[Dataset excerpts on object pointing]
::::

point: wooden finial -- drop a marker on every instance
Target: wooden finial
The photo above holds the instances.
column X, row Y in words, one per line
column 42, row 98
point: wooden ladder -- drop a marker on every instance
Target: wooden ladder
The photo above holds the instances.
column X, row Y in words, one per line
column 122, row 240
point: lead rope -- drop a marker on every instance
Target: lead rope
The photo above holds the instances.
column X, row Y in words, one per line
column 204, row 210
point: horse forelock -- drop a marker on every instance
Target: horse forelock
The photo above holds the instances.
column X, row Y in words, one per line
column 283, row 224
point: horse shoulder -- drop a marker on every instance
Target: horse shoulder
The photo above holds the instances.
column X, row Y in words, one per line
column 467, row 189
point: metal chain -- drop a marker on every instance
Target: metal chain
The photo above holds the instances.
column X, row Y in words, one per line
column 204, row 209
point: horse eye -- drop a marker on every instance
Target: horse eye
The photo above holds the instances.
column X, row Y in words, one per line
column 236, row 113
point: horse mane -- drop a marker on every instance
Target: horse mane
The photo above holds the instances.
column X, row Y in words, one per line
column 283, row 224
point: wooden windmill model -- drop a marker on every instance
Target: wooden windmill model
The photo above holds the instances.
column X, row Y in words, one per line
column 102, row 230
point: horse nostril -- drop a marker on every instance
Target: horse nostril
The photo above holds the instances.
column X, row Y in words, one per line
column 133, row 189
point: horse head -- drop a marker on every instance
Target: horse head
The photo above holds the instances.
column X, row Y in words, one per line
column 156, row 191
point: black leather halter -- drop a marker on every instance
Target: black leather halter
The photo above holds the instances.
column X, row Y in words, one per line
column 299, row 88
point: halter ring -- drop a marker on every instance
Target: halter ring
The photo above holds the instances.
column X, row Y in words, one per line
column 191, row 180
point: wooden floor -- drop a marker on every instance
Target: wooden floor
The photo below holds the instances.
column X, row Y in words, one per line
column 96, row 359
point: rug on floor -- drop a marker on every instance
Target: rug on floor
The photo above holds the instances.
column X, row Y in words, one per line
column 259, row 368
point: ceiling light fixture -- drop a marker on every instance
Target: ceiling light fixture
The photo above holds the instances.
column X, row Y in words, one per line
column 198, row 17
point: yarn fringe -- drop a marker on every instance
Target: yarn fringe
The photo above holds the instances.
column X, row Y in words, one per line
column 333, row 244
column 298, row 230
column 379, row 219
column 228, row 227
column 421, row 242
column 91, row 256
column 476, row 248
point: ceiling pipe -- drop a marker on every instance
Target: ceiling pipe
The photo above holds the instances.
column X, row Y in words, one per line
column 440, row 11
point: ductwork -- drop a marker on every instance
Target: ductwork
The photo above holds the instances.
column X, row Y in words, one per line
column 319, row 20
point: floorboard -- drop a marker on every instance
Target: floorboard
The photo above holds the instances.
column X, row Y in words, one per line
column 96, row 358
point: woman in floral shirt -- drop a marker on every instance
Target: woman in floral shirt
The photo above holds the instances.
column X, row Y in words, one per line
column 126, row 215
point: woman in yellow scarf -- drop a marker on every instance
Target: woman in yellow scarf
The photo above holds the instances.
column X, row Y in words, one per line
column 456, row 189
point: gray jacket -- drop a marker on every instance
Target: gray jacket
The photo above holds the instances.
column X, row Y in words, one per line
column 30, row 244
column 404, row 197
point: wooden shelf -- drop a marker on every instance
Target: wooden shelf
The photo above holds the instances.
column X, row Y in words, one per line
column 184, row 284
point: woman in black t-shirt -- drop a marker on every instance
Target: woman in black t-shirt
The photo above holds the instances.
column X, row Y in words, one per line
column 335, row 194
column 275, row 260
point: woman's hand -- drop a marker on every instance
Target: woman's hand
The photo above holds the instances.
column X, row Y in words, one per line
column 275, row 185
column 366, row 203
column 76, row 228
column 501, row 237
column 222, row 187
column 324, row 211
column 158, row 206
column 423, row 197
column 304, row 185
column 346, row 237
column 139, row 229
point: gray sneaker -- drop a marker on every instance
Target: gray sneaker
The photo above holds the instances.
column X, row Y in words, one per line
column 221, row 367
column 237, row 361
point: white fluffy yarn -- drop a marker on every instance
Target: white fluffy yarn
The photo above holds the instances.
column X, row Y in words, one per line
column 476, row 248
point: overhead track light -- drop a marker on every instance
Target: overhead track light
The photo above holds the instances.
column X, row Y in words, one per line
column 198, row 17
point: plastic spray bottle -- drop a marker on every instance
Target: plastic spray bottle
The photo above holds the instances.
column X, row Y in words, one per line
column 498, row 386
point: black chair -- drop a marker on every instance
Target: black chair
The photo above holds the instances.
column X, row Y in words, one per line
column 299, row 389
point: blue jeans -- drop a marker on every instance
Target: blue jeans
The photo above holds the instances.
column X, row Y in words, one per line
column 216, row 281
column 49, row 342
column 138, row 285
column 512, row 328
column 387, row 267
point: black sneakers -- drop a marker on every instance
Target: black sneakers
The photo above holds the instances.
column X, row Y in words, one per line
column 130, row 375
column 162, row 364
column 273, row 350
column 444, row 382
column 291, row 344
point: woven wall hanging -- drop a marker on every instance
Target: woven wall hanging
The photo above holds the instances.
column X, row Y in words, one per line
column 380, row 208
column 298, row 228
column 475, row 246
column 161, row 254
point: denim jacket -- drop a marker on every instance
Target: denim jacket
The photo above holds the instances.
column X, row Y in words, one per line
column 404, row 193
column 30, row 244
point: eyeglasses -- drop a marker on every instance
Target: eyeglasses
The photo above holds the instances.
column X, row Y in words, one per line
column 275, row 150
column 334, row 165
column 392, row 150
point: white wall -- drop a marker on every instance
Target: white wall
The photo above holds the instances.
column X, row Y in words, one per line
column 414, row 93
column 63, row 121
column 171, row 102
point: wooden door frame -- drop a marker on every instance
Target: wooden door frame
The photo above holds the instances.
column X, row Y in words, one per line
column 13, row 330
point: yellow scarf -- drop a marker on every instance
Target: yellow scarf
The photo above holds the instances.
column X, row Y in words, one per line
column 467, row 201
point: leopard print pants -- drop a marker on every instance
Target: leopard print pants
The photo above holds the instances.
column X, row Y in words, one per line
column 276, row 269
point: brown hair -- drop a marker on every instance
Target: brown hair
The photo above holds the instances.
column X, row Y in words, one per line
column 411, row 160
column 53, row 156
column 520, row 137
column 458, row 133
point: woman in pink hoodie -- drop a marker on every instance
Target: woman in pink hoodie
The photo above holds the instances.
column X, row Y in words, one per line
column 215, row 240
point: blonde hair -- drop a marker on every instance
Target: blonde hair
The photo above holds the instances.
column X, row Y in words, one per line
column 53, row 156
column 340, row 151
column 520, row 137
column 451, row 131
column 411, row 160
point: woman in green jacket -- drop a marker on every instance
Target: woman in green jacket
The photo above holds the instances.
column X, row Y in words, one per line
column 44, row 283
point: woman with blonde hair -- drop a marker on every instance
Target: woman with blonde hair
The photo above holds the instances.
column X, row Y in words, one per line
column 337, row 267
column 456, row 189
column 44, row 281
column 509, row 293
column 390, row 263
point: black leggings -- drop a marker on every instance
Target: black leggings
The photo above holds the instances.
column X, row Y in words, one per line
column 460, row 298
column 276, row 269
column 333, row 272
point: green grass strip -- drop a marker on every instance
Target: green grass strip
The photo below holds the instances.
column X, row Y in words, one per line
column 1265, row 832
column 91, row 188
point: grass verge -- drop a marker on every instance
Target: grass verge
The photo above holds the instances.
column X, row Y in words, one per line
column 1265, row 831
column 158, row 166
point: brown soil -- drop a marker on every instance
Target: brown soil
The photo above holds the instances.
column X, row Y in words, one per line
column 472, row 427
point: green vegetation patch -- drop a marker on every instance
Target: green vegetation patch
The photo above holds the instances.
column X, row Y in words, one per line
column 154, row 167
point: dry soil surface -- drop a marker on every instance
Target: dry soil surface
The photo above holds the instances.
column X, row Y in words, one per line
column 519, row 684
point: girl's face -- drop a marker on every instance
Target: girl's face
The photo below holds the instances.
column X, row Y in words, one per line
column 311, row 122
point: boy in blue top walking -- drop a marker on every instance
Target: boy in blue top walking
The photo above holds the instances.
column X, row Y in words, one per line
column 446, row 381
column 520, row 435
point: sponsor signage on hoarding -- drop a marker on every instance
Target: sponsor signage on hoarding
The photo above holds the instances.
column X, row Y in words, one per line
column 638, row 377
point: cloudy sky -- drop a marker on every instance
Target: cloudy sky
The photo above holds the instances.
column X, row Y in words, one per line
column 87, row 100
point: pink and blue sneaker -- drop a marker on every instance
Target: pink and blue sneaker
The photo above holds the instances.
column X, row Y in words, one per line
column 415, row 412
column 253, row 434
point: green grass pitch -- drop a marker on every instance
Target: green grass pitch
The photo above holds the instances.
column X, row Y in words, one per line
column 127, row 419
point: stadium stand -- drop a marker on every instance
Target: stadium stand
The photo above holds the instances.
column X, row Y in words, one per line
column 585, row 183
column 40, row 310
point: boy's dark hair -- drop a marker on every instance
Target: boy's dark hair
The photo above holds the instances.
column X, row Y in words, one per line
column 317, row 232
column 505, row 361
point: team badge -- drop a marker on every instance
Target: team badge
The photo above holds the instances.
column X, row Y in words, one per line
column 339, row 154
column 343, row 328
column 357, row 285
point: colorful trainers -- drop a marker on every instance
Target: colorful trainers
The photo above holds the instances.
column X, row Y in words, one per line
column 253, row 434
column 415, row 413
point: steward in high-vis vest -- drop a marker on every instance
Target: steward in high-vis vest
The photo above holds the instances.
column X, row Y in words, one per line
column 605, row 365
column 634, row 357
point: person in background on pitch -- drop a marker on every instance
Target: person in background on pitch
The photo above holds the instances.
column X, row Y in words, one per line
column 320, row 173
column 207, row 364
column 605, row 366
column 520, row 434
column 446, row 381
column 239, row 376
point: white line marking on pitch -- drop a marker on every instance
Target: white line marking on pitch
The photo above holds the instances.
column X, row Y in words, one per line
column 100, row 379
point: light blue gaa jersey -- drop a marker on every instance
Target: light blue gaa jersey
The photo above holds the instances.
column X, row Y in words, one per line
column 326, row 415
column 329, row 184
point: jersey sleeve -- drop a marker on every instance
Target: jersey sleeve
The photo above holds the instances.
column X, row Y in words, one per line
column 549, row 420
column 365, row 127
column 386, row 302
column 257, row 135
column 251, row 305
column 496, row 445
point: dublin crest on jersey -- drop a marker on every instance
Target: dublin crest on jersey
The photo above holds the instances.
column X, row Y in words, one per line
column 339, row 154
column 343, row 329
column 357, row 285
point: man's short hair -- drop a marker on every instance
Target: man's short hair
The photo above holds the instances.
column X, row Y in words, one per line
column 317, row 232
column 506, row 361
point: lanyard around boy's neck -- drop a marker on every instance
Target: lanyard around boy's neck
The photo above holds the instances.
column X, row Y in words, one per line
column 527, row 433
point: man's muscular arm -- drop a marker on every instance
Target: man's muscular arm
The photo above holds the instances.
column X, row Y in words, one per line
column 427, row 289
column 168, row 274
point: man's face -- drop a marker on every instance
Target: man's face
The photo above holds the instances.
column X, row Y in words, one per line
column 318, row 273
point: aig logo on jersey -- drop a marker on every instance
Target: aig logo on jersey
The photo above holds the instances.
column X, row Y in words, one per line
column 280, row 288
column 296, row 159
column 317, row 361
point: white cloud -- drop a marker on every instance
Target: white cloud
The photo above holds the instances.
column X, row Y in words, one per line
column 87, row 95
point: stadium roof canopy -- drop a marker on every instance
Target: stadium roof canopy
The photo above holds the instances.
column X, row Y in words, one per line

::::

Written task: Put the part that opens with the line containing "point: jersey sleeve" and closes with the line containing "column 496, row 445" into a numbered list, including both of those lines and leaving out any blank lines.

Solved problem:
1. point: jersey sleeve -- drop a marker on every instance
2. Target: jersey sleeve
3. The photo above holds the instances.
4. column X, row Y in words, one per line
5. column 549, row 420
6. column 365, row 127
7. column 386, row 302
8. column 257, row 135
9. column 251, row 305
10. column 496, row 445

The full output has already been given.